Published data on patients receiving vemurafenib for Langerhans cell Histiocytosis (LCH)

Author, year	Number of Patients; age/gender	Disease extent	Treatment prior to Vemurafenib (Duration)	Vemurafenib treatment				Current / last reported Status
				Dose and duration	Response to vemurafenib	Treatment duration/Discontinuation of vemurafenib	Relapse after discontinuation
Bubolz et al. 2014	145 yrs/f	Multisystem	1) Steroids + VBL (1month, repeated after 4 months)2) Cladribine (3 months)	240 mg, increased to 960mg	Partial	3 months / Yes	Yes	Progression of disease
Charles et al. 2014	1>90 yrs/f	Skin	1) Steroids (NS)2) Thalidomide (NS)	960mg	Complete	>6 months / No		Remission
Diamond et al. 2017	4> 16 yrs/NS	NS	NS	All 960mg	Complete (1 pt)Partial (3 pts)	15-40 months / NS		1x CML1x thyroid cancer2x remission
Gandolfi et al. 2015	140 yrs/f	Skin, skull	1) Radiotherapy (30Gy) (NS)2) MACOP-B (NS)3) VNCOP-B (NS)4) IEV (2 cycles)5) BEAM (NS)6) Bendamustine (6 cycles)	1920mg, reduced to1440mg	Partial	10 months / No		Progression on vemurafenib after 10 months
Héritier et al. 2015	18 mths/f	Multisystem	1) Steroids + VBL (2 inductions)2) Cladribine (1 course)	33.8mg/kg, reduced to 8.5mg/kg	Complete	4 months / Yes	Yes	Remission after re-institution of vemurafenib
Héritier et al. 2017	5<3 yrs/NS	Multisystem	Steroids + VBL (1 induction)	NS	Partial / complete	NS / Yes (4 pts)No (1 pt)	Yes (all of 4 pts)	Remission after re-institution of vemurafenib
Kolenova et al. 2017	115 mths/m	Multisystem	1) Steroids + VBL (6 weeks)2) Maintenance (2 weeks)2) Cladribine (4 cycles)	2x10mg/kg, increased to 2x15mg/kg, then reduced to 10mg/kg	Complete	8 months / Yes	Yes	Remission after re-institution of vemurafenib, then HSCT
Own patient	12 yrs/f	Multisystem	Steroids + VBL(4 weeks) Etoposide	2x15 mg/kg	Complete	8 months / Yes	Yes	Remission after re-institution of vemurafenib

Yrs years; mths months; f female; m male; NS not specified; VBL vinblastine; pt(s) patient(s); MACOP-B doxorubicin, methotrexate, cyclophosphamide, vincristine, prednisone, bleomycin; VNCOP-B doxorubicin, cyclophosphamide, vincristine, prednisone, bleomycin; IEV ifosfamide, epirubicin, etoposide; BEAM carmustine, etoposide, cytarabine, melphalan; Maintenance mercaptopurine vinblastine, prednisolone; CML chronic myeloid leukemia; HSCT hematopoietic stem cell transplantation.

## Source data
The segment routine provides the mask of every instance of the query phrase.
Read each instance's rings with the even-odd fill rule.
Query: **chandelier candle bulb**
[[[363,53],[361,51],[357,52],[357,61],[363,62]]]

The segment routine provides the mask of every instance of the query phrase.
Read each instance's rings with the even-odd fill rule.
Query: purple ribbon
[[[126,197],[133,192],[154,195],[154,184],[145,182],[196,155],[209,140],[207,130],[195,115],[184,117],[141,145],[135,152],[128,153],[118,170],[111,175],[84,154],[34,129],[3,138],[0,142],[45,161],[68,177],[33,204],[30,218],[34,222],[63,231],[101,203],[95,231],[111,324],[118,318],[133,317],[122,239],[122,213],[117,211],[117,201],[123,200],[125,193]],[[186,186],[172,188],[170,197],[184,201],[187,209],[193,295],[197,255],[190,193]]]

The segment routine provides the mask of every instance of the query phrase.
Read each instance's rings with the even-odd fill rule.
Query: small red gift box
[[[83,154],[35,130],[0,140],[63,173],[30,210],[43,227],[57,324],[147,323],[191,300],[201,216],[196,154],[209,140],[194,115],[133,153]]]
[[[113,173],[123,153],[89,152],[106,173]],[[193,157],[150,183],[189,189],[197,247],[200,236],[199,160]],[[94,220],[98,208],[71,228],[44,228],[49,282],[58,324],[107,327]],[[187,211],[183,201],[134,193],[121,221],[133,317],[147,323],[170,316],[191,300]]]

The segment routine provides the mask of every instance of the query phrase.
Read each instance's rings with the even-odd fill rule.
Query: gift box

## Task item A
Answer these from the vemurafenib table:
(i) What does HSCT stand for?
(ii) What dose of vemurafenib is listed for Charles et al. 2014?
(iii) What is the current or last reported status for Gandolfi et al. 2015?
## Task item B
Print the part of the vemurafenib table that opens with the words containing "Yrs years; mths" and closes with "stem cell transplantation.".

## Your response A
(i) Hematopoietic stem cell transplantation
(ii) 960mg
(iii) Progression on vemurafenib after 10 months

## Your response B
Yrs years; mths months; f female; m male; NS not specified; VBL vinblastine; pt(s) patient(s); MACOP-B doxorubicin, methotrexate, cyclophosphamide, vincristine, prednisone, bleomycin; VNCOP-B doxorubicin, cyclophosphamide, vincristine, prednisone, bleomycin; IEV ifosfamide, epirubicin, etoposide; BEAM carmustine, etoposide, cytarabine, melphalan; Maintenance mercaptopurine vinblastine, prednisolone; CML chronic myeloid leukemia; HSCT hematopoietic stem cell transplantation.